Recast the items below as a two-column CSV with the header item_text,answer and one row per item. Put each item's text and its answer in a single quoted field with line breaks replaced by spaces, and leave the pictures out.

## START DATA FOR THIS EXERCISE

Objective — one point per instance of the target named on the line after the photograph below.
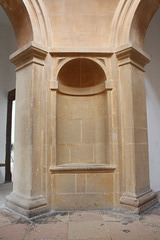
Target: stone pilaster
(27, 197)
(135, 190)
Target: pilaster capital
(130, 54)
(30, 53)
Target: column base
(27, 206)
(139, 203)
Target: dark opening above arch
(20, 20)
(143, 16)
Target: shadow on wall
(7, 80)
(152, 82)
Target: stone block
(63, 183)
(81, 180)
(82, 153)
(99, 183)
(68, 132)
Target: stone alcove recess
(80, 136)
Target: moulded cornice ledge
(82, 168)
(81, 52)
(30, 53)
(133, 55)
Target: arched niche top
(20, 20)
(81, 73)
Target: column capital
(129, 54)
(30, 53)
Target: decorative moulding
(140, 202)
(28, 206)
(30, 53)
(82, 168)
(99, 52)
(129, 54)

## END DATA FOR THIS EXERCISE

→ WRITTEN RESPONSE
item_text,answer
"Objective — one point per instance of the target named on the line after the photograph below. Target: stone pilaster","(27, 197) (135, 190)"
"Target: pilaster capital","(130, 54) (30, 53)"
"Target: column base","(27, 206) (139, 203)"
"Target: dark opening above arch","(20, 20) (143, 16)"
"Target: shadow on wall","(7, 80) (152, 82)"
"Target: stone block","(63, 183) (81, 180) (82, 153) (99, 183) (68, 132)"
"Target: stone alcove recess","(80, 136)"
"Target: moulded cornice ledge","(82, 168) (81, 52) (30, 53) (133, 55)"
"Target: arched niche top","(20, 20) (81, 73)"
"Target: column capital","(129, 54) (30, 53)"
"Target: decorative moulding","(140, 202) (28, 206) (30, 53) (82, 168) (99, 52) (129, 54)"